— EXCERTO SELECIONADO —
------------------------------
Paula
Ferreira – Jornal de Notícias, opinião
O
primeiro-ministro remeteu para a Procuradoria-Geral da República (PGR) o
esclarecimento sobre o eventual ilícito na sua declaração de rendimentos
enquanto deputado.
Passos
Coelho não se lembra se exerceu o cargo de deputado em regime de exclusividade,
entre 1995 e 1999. A
mesma dúvida quis ver esclarecida, há dias, pelos serviços da Assembleia da
República. A resposta foi célere. Pedro Passos Coelho não exerceu em regime de
exclusividade: ou seja, podia ter auferido os rendimentos da Tecnoforma. Que
não terão sido declarados ao Fisco. Disso o primeiro-ministro também não se
lembra.
------------------------------
— DADOS FORNECIDOS —
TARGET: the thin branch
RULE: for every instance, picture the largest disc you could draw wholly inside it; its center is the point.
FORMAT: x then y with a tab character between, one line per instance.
------------------------------
— PROBLEMA PROPOSTO 1 —
Segundo o excerto selecionado, a que entidade o primeiro-ministro remeteu o esclarecimento sobre o eventual ilícito na sua declaração de rendimentos?
— PROBLEMA PROPOSTO 2 —
Traduza para inglês esta frase do excerto selecionado: «Passos Coelho não se lembra se exerceu o cargo de deputado em regime de exclusividade, entre 1995 e 1999.»

— RESPOSTA FINAL 1 —
À Procuradoria-Geral da República (PGR).

— RESPOSTA FINAL 2 —
Passos Coelho does not remember whether he served as a member of parliament on an exclusive basis between 1995 and 1999.